* [DOCUMENT PASSAGE]
***

D. Gout is caused by either the increased production or reduced excretion of uric acid, leading to the deposition of urate crystals. Allopurinol, a xanthine oxidase inhibitor, decreases the production of urate from hypoxanthine and xanthine. Carbamoyl phosphate synthetase II is an enzyme in pyrimidine biosynthesis and is not involved in urate formation. HGPRT is an enzyme in the pathway for purine salvage. Inhibition of HGPRT activity would increase urate production. Orotate phosphoribosyl transferase is important in the synthesis of pyrimidines. PRPP synthetase is an important enzyme in the biosynthesis of purines; loss of its activity would reduce urate production.


8. An 8-year-old boy sees a dermatologist because he has developed vesicles and bullae on his face and arms that appeared after a week-long trip to Florida. His father has a similar condition. A diagnosis of porphyria cutanea tarda is confirmed by finding elevated levels of porphyrins in his serum, urine, and stool. His disease is due to a deficiency of which of the following enzymes?

***

* [DATA]
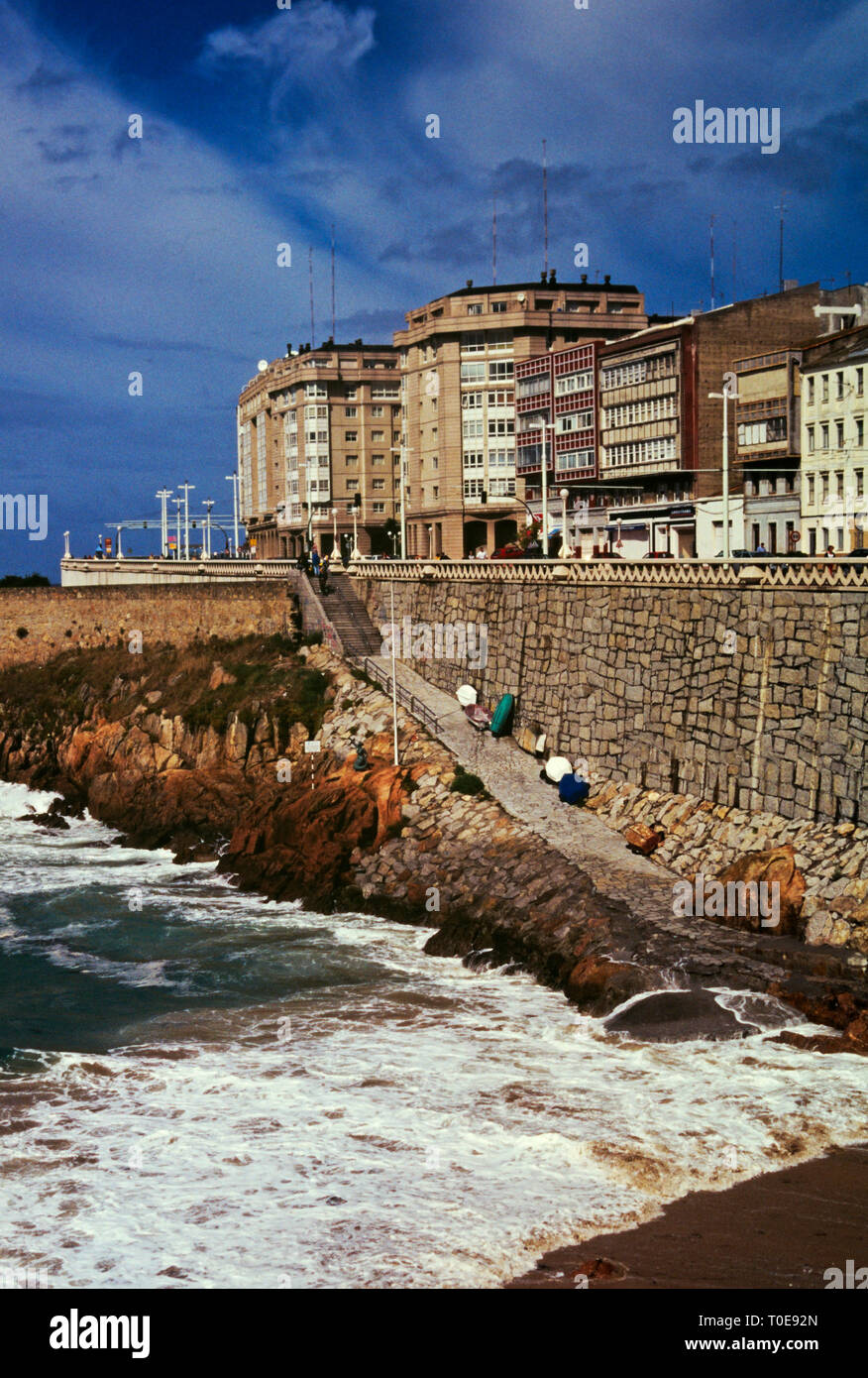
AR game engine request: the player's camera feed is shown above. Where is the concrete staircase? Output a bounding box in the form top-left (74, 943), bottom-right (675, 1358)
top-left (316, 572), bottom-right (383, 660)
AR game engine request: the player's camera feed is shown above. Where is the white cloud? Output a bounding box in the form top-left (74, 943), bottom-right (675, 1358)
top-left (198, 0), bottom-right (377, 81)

***

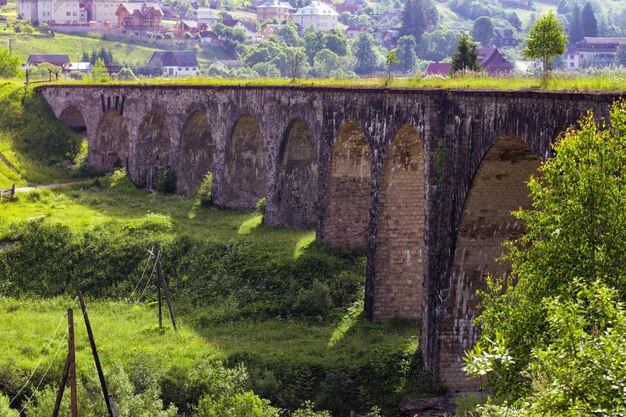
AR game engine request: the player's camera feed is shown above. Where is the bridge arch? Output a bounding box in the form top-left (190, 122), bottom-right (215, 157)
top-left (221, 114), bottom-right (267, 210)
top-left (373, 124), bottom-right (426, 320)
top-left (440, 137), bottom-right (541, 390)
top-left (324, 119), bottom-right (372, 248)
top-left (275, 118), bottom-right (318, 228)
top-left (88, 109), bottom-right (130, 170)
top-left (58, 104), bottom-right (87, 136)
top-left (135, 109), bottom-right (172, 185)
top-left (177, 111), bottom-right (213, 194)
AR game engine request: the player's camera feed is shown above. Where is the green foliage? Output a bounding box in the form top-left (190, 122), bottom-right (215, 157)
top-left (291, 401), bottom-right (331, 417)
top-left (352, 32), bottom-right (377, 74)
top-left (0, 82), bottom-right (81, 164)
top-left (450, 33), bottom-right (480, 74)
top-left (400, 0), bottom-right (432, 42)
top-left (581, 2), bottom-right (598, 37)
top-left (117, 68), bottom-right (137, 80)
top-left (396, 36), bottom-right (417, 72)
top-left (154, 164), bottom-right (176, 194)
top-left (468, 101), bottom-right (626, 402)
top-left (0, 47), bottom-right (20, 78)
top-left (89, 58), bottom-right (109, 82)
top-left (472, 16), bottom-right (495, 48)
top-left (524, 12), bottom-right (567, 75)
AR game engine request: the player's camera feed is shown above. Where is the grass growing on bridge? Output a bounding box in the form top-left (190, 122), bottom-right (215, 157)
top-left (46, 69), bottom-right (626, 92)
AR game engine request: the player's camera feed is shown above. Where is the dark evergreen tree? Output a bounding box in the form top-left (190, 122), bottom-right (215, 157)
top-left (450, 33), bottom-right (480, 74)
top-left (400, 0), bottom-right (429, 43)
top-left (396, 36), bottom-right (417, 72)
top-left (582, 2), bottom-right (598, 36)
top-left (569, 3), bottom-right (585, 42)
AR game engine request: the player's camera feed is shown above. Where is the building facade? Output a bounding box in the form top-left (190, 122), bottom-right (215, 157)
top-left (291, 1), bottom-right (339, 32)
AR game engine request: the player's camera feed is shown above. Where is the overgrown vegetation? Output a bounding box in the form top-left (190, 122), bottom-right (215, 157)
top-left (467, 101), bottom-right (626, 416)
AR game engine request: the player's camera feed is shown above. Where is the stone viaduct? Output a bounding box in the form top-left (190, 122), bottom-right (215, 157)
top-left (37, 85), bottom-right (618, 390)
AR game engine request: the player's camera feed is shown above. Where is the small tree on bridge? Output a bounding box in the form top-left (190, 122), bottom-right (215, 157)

***

In the passage on gout and porphyria, alter the portion starting with "8. An 8-year-old" and going on through "the following enzymes?" so that "Florida" is replaced by "Arizona".

* [EXERCISE RESPONSE]
8. An 8-year-old boy sees a dermatologist because he has developed vesicles and bullae on his face and arms that appeared after a week-long trip to Arizona. His father has a similar condition. A diagnosis of porphyria cutanea tarda is confirmed by finding elevated levels of porphyrins in his serum, urine, and stool. His disease is due to a deficiency of which of the following enzymes?